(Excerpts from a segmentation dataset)

------------------------------------

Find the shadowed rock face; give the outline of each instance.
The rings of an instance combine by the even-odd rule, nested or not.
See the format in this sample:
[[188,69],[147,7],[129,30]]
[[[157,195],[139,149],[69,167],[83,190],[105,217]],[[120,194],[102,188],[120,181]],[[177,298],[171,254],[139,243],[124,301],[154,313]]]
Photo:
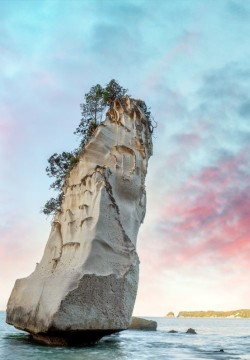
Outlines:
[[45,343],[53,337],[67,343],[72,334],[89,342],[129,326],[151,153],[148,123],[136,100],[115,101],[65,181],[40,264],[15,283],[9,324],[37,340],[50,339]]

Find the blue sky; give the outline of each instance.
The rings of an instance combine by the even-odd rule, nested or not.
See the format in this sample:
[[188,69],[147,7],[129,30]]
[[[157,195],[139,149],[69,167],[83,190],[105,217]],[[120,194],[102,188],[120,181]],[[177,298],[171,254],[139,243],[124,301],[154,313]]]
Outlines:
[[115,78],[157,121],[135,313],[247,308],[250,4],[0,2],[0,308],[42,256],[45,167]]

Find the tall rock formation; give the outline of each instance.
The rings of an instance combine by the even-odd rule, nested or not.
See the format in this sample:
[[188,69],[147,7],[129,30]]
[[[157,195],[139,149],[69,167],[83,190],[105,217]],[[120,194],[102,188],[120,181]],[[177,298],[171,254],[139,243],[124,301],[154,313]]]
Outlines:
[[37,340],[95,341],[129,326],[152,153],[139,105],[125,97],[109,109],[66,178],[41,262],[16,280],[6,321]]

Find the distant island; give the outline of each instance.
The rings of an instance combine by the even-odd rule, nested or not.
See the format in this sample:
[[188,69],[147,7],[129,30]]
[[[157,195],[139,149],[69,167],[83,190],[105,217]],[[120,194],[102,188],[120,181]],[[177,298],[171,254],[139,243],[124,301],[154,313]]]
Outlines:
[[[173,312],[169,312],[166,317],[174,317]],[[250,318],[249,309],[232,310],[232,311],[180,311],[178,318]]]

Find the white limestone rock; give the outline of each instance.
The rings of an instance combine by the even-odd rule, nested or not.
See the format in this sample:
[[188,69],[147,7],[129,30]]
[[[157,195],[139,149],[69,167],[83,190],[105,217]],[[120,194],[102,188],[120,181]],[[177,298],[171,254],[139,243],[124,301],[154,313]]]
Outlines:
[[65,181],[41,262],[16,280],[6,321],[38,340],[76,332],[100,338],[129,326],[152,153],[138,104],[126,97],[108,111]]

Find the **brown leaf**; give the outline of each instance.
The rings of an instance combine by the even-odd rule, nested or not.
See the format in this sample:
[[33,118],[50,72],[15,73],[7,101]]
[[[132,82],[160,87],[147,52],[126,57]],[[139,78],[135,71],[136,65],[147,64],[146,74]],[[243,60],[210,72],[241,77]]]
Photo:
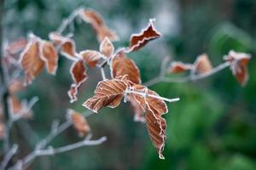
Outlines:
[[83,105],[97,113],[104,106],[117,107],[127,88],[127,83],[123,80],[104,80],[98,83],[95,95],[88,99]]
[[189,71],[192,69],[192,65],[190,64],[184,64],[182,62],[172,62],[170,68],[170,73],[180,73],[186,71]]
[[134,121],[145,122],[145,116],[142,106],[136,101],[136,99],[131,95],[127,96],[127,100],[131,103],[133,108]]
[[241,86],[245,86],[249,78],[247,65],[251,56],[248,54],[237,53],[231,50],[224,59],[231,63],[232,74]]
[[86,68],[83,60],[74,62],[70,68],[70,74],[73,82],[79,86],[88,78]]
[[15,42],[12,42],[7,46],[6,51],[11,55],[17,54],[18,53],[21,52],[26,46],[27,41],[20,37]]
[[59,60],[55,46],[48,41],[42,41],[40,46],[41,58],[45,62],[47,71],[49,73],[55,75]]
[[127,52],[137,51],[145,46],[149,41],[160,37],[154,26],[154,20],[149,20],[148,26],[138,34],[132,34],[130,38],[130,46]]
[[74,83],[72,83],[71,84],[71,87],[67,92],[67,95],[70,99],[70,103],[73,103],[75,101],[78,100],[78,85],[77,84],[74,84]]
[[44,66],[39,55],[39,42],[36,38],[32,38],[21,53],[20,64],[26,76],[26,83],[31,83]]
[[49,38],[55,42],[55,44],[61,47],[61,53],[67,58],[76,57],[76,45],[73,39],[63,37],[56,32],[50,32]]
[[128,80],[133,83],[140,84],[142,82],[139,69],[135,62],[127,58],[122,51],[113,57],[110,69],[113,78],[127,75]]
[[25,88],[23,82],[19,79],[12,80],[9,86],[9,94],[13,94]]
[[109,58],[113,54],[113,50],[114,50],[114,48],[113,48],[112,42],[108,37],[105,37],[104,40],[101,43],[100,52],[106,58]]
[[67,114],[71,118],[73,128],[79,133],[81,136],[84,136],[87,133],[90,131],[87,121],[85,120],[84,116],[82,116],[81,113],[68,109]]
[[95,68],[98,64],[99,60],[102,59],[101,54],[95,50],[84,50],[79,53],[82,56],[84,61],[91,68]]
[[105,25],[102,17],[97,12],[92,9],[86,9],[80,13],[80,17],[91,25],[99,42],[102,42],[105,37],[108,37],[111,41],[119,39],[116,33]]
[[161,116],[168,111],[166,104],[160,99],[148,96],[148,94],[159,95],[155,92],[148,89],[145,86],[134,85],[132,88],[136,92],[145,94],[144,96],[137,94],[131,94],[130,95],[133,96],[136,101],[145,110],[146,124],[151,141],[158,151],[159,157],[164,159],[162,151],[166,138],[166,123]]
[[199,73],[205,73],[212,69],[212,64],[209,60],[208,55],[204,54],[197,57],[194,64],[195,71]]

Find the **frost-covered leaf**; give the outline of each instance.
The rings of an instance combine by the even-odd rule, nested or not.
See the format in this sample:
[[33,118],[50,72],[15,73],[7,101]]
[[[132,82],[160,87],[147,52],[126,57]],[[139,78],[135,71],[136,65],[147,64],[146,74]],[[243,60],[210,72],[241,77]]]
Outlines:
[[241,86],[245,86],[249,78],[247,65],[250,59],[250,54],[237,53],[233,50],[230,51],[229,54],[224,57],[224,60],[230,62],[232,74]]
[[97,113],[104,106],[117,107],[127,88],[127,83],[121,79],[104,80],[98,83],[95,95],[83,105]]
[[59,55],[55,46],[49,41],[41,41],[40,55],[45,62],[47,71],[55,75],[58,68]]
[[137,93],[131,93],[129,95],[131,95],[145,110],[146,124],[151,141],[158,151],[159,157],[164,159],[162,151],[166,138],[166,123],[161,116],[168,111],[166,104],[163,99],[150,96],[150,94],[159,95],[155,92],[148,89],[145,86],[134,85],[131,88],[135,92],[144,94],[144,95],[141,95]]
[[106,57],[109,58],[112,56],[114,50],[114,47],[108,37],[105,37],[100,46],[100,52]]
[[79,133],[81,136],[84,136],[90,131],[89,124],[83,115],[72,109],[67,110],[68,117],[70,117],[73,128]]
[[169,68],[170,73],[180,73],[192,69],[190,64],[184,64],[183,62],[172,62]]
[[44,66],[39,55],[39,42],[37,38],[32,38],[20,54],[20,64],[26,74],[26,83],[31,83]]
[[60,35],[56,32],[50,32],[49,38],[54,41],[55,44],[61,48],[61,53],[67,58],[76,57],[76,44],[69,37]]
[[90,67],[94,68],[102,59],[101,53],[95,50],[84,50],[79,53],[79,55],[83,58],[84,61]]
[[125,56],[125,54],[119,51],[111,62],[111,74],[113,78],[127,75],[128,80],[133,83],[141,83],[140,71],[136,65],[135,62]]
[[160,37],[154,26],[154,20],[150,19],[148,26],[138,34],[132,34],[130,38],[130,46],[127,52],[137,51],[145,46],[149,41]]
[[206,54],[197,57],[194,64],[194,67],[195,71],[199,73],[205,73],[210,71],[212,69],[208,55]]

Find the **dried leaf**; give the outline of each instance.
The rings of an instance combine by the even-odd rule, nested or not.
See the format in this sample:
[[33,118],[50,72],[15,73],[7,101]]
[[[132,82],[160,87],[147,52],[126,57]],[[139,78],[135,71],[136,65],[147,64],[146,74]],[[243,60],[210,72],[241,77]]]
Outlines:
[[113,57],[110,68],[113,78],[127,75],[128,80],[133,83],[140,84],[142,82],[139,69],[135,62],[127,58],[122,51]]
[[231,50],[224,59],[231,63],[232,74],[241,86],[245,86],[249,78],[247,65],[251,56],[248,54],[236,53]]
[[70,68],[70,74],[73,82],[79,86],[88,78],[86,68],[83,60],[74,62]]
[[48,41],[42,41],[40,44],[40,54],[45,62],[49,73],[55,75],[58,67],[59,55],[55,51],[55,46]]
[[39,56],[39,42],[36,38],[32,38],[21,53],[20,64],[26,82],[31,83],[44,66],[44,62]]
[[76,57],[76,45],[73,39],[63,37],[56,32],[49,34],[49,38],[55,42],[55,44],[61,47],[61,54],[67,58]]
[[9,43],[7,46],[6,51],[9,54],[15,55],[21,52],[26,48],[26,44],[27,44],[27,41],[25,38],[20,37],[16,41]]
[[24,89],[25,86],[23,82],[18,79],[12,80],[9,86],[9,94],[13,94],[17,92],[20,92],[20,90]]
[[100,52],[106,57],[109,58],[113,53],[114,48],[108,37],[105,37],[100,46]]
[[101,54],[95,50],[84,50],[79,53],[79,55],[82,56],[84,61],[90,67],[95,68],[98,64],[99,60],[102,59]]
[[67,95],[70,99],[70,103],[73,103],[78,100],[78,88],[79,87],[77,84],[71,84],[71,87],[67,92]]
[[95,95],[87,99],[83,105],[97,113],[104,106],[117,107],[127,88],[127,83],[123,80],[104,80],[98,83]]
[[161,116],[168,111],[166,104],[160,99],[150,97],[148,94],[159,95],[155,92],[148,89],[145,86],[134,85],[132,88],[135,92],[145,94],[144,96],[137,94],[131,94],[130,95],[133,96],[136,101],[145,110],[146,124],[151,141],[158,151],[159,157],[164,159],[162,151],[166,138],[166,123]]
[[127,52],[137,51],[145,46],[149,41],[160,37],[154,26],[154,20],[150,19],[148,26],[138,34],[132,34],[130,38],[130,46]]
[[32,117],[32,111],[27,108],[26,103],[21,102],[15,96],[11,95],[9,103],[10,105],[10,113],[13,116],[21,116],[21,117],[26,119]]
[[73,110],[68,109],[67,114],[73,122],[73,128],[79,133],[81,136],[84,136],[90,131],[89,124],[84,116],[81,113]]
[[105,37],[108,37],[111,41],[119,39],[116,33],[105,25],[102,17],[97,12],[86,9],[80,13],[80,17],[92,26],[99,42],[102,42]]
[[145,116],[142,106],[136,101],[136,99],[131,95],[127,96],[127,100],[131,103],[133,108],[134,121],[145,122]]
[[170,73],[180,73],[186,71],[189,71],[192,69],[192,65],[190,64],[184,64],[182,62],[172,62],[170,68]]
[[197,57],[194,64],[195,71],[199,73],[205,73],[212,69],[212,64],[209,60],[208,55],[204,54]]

------------------------------------

*DIRECTIONS*. Return every line of the rows above that contains the string "Find". Case counts.

*EXERCISE SOLUTION*.
Find the shadowed rock face; give the outline of each instance.
Find the blue sky; give the outline of each instance.
Find the tall rock formation; give the outline of each instance.
Find the distant island; give the outline of each instance.
Find the white limestone rock; give the outline of each instance.
Find the **brown leaf**; give the outline of each instance.
Find the **frost-covered leaf**; give the outline of each instance.
Find the **dried leaf**; give the outline of each instance.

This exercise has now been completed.